▶ **Requisitos**
Transcribe sin cambios las filas de abajo desde la línea con "of the silver" hasta la línea con "pixel 907 129", ambas incluidas.

▶ **Datos del ejercicio**
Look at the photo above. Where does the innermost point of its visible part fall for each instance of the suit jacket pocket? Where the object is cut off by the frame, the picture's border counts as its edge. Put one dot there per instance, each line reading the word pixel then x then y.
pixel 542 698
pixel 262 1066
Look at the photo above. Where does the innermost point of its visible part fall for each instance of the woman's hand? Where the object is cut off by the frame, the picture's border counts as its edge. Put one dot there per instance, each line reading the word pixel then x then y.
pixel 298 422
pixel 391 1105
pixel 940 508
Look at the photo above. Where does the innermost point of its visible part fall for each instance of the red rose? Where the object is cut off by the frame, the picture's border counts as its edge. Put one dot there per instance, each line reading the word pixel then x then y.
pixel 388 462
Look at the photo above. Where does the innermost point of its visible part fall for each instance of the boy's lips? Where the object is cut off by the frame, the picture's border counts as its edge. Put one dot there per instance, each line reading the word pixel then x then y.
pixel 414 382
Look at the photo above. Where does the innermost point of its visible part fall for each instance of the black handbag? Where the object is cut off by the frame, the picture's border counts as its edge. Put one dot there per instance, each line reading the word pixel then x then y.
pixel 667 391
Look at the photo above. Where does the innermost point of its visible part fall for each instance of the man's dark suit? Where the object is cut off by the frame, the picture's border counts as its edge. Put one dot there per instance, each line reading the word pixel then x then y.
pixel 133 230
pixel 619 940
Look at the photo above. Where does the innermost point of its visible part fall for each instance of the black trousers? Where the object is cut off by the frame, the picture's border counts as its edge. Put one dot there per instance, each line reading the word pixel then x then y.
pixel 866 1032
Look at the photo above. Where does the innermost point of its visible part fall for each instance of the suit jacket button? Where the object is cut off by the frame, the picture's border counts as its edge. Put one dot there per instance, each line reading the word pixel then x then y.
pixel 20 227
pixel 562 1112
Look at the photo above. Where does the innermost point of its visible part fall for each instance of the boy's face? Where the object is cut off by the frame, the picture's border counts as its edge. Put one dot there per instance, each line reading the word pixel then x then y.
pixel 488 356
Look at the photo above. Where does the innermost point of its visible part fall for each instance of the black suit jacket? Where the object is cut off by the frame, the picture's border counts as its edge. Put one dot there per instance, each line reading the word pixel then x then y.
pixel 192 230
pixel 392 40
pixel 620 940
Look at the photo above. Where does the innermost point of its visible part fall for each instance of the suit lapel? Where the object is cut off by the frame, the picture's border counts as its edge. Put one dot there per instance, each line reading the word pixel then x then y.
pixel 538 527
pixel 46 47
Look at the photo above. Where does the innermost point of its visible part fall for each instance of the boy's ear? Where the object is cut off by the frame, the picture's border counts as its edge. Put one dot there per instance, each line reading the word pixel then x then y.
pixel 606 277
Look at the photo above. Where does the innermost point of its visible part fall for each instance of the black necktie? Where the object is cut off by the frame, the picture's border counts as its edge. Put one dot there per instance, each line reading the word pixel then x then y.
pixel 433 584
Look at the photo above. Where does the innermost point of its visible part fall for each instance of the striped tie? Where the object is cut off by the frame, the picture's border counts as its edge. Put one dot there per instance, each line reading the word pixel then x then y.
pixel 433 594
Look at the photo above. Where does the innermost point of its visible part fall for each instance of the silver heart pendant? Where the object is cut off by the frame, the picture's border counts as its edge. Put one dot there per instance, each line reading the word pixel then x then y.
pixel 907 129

==

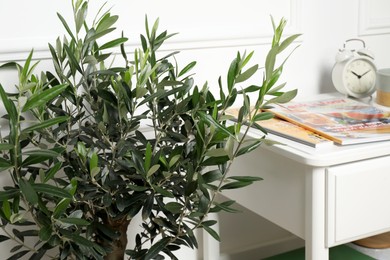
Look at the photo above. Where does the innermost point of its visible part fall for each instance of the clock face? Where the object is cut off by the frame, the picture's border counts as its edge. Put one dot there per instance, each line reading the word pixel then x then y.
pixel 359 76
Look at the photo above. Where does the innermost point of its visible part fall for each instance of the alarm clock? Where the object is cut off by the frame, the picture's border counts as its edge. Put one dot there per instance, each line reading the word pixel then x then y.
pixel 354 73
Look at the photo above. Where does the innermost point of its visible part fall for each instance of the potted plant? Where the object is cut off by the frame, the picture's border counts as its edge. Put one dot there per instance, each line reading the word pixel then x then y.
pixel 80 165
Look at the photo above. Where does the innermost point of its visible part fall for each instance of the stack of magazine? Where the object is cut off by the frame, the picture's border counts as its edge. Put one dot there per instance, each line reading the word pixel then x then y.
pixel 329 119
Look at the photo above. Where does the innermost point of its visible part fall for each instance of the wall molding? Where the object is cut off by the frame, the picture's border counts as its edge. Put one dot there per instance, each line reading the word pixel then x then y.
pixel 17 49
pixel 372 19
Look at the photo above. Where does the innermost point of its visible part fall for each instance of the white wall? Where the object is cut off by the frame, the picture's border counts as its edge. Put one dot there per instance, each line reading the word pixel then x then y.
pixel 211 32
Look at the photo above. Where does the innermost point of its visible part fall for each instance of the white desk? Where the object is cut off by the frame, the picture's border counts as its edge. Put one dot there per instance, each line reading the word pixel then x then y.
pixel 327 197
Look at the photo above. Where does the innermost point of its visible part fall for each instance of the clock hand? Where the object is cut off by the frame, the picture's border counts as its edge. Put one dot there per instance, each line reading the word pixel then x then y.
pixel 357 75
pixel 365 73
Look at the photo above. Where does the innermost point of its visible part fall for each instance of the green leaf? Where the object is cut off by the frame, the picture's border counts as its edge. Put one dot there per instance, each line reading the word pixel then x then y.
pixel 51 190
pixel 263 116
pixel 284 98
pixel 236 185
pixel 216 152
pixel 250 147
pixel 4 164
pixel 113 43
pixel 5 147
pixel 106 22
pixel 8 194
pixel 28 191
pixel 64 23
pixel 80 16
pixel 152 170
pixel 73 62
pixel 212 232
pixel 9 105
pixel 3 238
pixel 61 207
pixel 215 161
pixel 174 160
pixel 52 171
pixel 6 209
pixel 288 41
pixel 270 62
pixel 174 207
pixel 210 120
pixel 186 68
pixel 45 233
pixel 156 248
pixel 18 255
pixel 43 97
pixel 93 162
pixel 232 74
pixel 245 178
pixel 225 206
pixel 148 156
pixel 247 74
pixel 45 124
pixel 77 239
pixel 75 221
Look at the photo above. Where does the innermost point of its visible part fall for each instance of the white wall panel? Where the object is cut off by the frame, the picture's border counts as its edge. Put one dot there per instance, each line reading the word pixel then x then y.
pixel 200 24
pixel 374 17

▶ **Respuesta**
Look at the photo above. Where does the innermost point of its visible part fall for each instance of the silver heart pendant? Where the object is cut off by the frame, the picture's border counts as its edge. Put one dot there per instance, each line reading the word pixel then x then y.
pixel 907 129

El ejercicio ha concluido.